Task prompt:
Extract everything in the material below from the line containing "[tag] car's rear wheel: a pin per instance" down to the line containing "(1274, 298)", including both of those lines, and repeat it exactly. Leave the pictures out of your answer.

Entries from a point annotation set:
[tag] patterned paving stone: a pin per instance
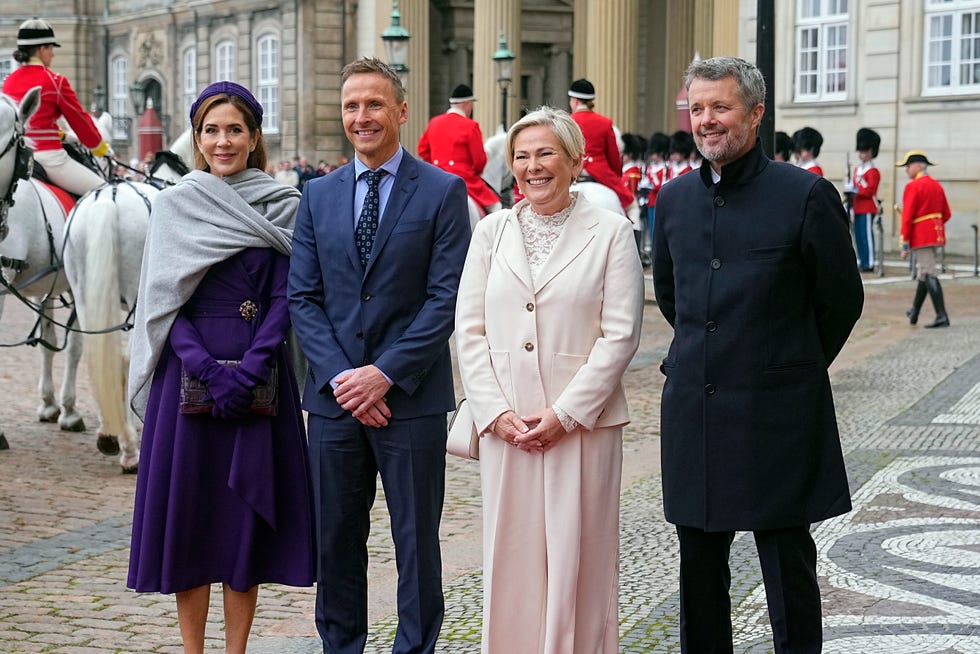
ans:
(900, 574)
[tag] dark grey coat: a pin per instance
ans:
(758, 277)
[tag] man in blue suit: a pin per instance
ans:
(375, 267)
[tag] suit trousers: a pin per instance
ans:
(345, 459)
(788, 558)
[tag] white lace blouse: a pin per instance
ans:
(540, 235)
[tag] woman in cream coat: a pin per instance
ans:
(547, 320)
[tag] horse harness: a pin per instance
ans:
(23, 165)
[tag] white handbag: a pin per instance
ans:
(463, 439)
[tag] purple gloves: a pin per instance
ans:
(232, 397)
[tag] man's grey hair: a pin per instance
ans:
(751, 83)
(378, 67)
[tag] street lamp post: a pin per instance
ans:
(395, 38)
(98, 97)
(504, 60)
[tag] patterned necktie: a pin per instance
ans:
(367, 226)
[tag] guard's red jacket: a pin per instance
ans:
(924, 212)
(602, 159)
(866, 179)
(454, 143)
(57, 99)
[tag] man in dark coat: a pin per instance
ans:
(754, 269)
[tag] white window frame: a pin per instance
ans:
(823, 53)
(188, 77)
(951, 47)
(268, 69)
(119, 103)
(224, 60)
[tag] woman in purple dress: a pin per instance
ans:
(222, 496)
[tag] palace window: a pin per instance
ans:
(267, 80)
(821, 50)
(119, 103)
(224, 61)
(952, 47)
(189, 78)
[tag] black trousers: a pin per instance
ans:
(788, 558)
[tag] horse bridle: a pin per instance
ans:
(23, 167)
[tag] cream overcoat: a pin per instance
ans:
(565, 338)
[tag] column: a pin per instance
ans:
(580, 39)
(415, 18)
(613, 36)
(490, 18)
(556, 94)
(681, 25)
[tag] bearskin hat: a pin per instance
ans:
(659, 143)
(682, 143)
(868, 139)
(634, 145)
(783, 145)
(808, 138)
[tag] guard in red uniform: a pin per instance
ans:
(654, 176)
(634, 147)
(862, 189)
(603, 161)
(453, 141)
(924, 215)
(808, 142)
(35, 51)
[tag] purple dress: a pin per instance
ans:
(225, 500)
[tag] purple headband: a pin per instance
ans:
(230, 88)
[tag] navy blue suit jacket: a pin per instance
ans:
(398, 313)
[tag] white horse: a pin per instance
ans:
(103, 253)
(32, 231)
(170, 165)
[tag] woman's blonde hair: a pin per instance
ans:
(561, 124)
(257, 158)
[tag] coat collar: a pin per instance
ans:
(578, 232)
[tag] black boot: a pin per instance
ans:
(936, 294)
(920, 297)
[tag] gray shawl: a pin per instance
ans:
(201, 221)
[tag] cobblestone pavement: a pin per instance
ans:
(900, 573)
---
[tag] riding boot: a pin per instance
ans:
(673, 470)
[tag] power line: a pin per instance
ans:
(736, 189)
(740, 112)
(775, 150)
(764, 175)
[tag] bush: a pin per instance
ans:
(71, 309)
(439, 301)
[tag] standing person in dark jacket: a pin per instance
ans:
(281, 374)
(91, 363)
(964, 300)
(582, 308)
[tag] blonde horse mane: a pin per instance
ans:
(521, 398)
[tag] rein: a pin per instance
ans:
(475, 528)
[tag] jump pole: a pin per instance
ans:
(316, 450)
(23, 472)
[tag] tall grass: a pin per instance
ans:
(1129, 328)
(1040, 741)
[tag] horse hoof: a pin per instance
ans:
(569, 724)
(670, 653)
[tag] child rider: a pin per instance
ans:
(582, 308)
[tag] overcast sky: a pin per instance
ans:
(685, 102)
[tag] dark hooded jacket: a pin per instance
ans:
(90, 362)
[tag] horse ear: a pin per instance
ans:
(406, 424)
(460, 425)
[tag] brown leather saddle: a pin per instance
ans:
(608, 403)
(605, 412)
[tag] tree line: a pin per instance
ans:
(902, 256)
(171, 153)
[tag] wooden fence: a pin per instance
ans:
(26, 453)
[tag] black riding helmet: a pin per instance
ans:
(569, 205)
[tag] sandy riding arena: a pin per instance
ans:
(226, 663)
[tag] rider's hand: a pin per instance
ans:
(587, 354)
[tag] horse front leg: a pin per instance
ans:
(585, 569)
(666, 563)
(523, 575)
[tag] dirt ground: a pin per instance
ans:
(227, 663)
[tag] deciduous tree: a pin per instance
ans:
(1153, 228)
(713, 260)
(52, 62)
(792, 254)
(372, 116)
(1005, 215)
==
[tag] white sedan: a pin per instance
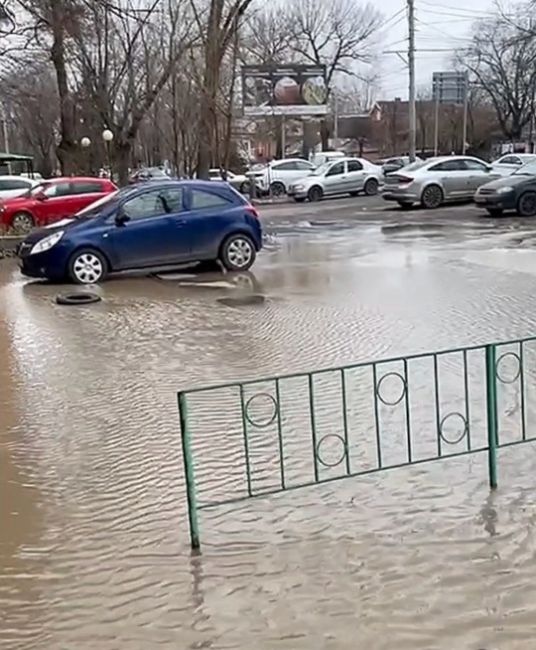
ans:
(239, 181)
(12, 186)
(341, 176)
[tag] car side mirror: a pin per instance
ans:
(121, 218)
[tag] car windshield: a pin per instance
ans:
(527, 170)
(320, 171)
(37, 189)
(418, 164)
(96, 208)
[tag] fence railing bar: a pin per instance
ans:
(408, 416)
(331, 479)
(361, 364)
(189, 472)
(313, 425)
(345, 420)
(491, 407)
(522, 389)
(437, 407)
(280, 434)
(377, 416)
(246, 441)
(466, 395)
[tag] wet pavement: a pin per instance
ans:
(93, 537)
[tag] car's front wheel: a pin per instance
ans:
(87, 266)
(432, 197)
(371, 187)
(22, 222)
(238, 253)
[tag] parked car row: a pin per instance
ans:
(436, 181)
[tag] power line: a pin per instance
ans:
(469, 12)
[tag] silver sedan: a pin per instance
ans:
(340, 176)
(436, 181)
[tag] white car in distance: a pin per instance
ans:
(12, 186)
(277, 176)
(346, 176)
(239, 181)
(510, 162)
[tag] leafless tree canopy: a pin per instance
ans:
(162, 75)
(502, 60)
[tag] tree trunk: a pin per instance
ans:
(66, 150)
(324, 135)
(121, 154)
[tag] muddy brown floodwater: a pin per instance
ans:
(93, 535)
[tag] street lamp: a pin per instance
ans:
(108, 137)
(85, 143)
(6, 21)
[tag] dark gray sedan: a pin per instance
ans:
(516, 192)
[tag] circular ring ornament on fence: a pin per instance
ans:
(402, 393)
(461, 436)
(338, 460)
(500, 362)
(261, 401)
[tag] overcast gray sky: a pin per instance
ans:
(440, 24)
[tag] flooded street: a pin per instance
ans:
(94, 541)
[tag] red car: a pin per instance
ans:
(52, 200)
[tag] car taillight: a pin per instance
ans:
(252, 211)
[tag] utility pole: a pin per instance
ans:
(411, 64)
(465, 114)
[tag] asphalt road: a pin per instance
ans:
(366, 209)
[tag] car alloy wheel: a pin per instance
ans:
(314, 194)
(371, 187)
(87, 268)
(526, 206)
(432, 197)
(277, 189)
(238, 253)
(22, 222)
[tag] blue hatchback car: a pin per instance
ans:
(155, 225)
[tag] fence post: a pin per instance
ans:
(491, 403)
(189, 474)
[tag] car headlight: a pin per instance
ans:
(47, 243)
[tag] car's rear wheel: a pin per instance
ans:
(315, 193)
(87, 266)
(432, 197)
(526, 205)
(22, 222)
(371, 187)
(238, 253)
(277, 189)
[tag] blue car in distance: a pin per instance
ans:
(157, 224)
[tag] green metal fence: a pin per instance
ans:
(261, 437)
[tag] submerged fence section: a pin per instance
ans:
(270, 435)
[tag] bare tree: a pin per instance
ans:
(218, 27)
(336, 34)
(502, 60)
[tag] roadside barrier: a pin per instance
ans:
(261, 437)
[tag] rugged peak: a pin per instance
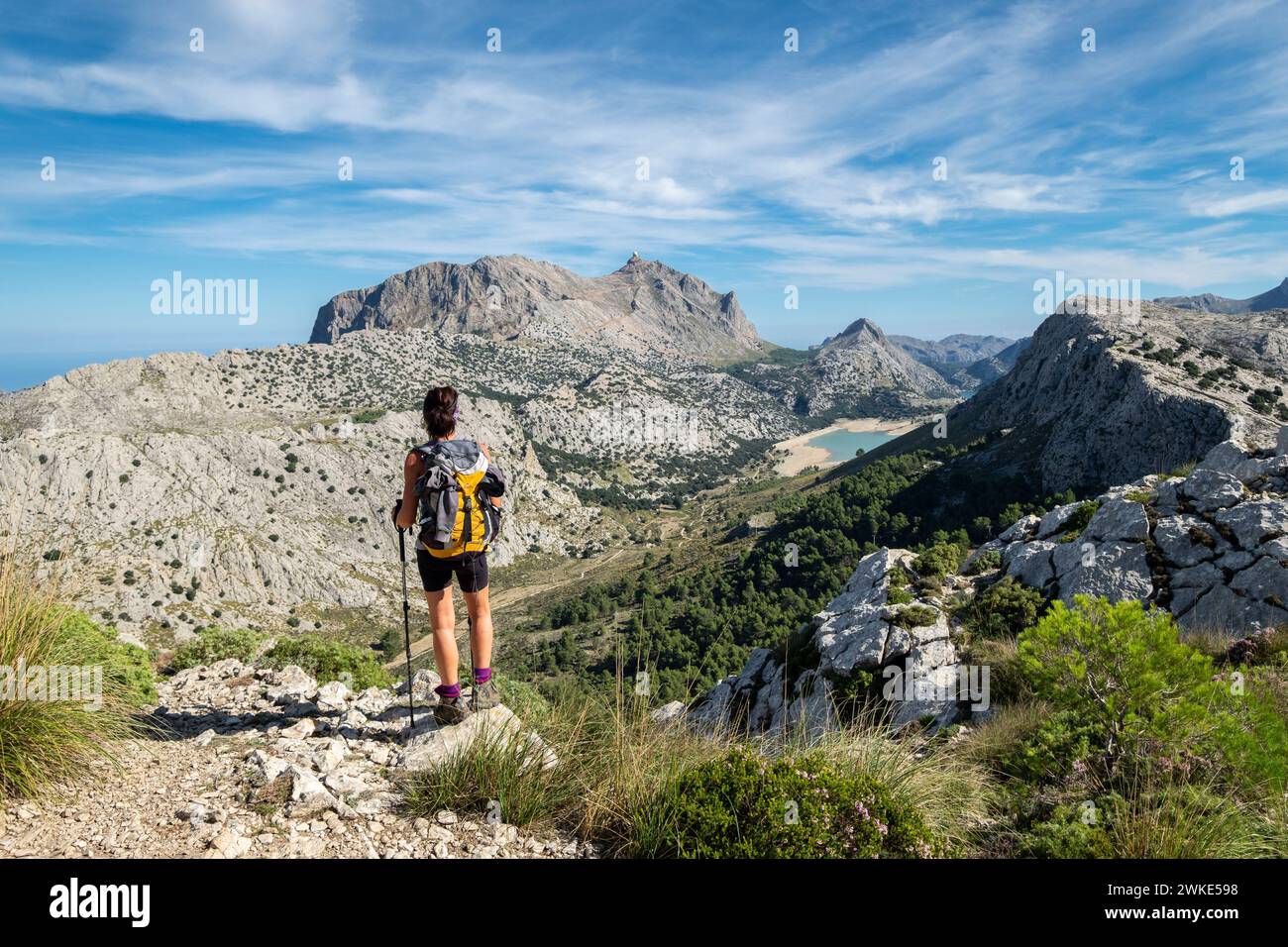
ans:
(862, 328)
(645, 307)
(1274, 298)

Problem solution:
[tag] car's rear wheel: a pin per instance
ans:
(315, 193)
(87, 266)
(432, 197)
(526, 205)
(22, 222)
(371, 187)
(238, 253)
(277, 189)
[tag] blue car in distance: a pin per instance
ans:
(157, 224)
[tag] green metal fence: a pin per instance
ans:
(261, 437)
[tag] submerged fence section: a pin per instance
ans:
(270, 435)
[tag] bare tree: a pin per instance
ans:
(218, 27)
(336, 34)
(502, 60)
[tag] roadside barrier: a pin per instance
ans:
(261, 437)
[tag] rugged peak: a pin per instance
ans:
(862, 328)
(645, 307)
(1274, 298)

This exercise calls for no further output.